Directive 1 ->
Convert the records, starting at the line that contains "Return the segmentation of every instance of the dense" and ending at the last line of the records, into a JSON list of strings with one string per line and blank lines omitted.

Passage to read ->
To be a realist painter and a critic during the age of Abstract Expressionism took great courage, but that is exactly the role played by Fairfield Porter (1907–1975). Although he felt he was a better critic than painter, he managed to create an individualistic style counter to the dominant trends of the day.

Porter was born in Winnetka, Illinois, into comfortable circumstances. His father was an architect who purchased Great Spruce Head Island, off the coast of Maine, where the artist spent many summers throughout his life. Porter was a bright student at New Trier High School, and attended one year at Milton Academy before going to Harvard University where he majored in art and art history. In 1928, he moved to New York and took classes at the Art Students League where he studied with Thomas Hart Benton. The family had traveled together to Europe several times before Porter finished college, and in 1931–1932 he returned and spent several months in Italy. His older brother, Eliot, was the noted color photographer and director of the Sierra Club.

Data for the task ->
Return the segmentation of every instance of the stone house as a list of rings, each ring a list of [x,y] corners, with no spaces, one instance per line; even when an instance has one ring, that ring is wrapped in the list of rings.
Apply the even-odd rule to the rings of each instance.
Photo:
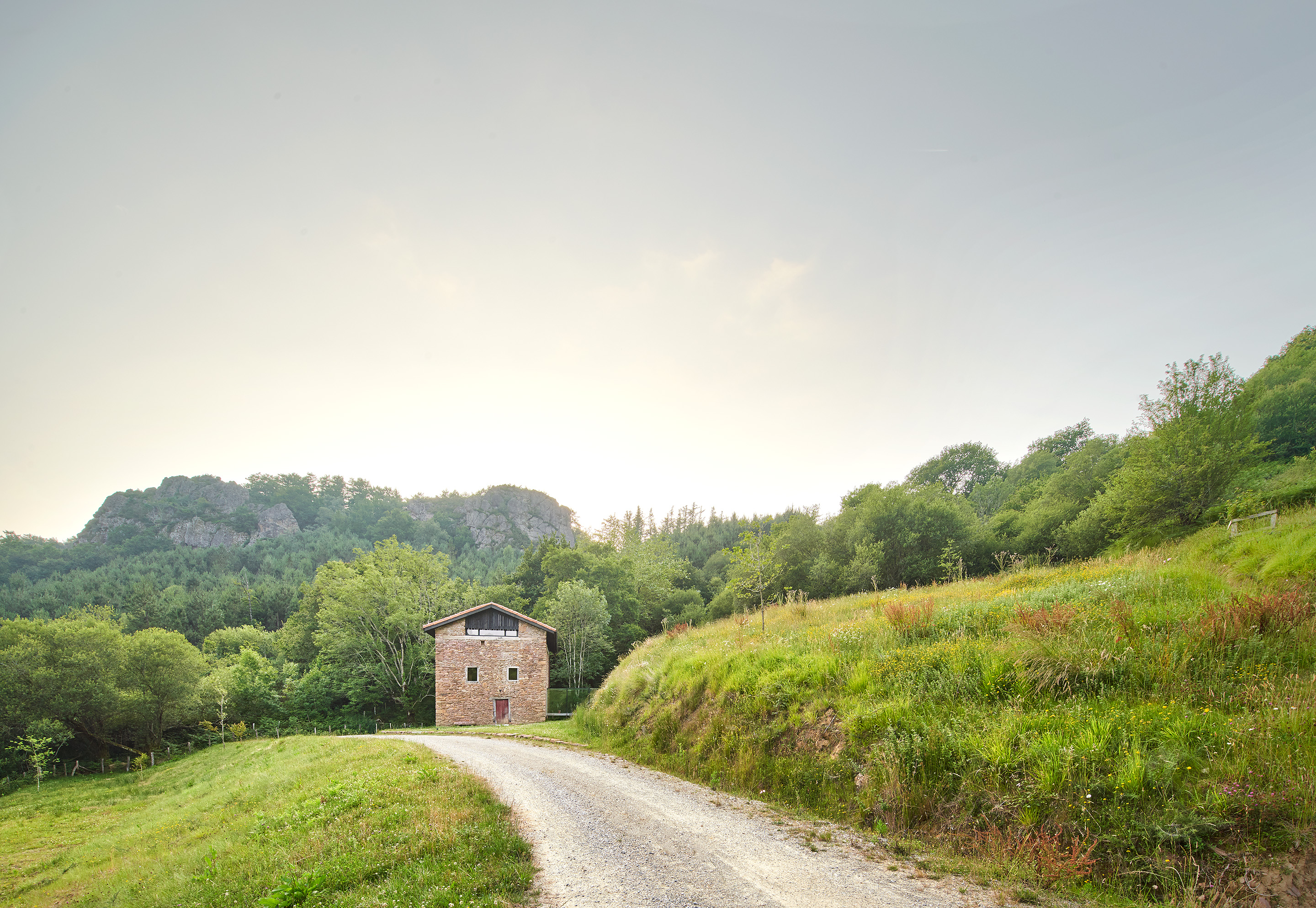
[[[422,630],[434,638],[436,725],[524,725],[549,712],[557,628],[484,603]]]

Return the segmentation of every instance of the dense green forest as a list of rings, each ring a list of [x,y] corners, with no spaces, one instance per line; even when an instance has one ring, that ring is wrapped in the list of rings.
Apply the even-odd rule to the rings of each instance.
[[[429,722],[433,666],[418,626],[471,604],[551,620],[567,591],[596,595],[607,620],[580,633],[584,679],[597,683],[665,626],[763,597],[1123,551],[1316,497],[1316,330],[1246,380],[1223,357],[1173,365],[1140,409],[1123,438],[1080,420],[1013,463],[978,442],[948,446],[903,482],[855,488],[825,517],[688,505],[655,520],[637,507],[574,533],[574,545],[547,536],[482,547],[455,493],[404,501],[362,479],[258,474],[242,507],[166,501],[170,518],[251,533],[262,509],[286,505],[300,532],[193,549],[146,525],[159,499],[124,492],[117,513],[141,520],[103,542],[0,541],[0,733],[36,729],[70,758],[116,758],[182,744],[200,721]],[[417,501],[432,518],[415,517]],[[386,649],[405,658],[390,662]],[[553,683],[567,674],[555,665]]]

Directive 2 ->
Reproduce the passage about Fairfield Porter above word for word, starting at "To be a realist" and ending at "of the day.".

Exercise result 1 ->
[
  "Return the segmentation of every instance of the dense green forest as a list of rings, each ring a list of [x,y] corners, with no spaces, one instance per line; even when an instance has one ring, that ring is wrapped in the list of rings.",
  "Apply the even-odd rule to the rings of each instance.",
  "[[[429,722],[433,666],[418,626],[471,604],[551,620],[567,591],[596,595],[607,620],[580,633],[584,679],[597,683],[665,626],[763,597],[1123,551],[1316,497],[1316,330],[1246,380],[1223,357],[1173,365],[1140,409],[1123,438],[1080,420],[1013,463],[978,442],[948,446],[903,482],[855,488],[825,517],[688,505],[655,520],[637,507],[574,533],[574,545],[547,536],[482,547],[455,493],[404,501],[362,479],[258,474],[242,507],[166,501],[170,518],[251,533],[262,509],[286,505],[300,532],[193,549],[146,525],[159,499],[124,492],[117,513],[141,520],[103,542],[0,541],[0,733],[36,729],[70,758],[116,758],[182,744],[200,721]],[[417,501],[432,518],[415,517]],[[386,649],[405,658],[390,662]],[[553,683],[567,674],[555,665]]]"
]

Exercise result 2 ->
To be a realist painter and a critic during the age of Abstract Expressionism took great courage, but that is exactly the role played by Fairfield Porter (1907–1975). Although he felt he was a better critic than painter, he managed to create an individualistic style counter to the dominant trends of the day.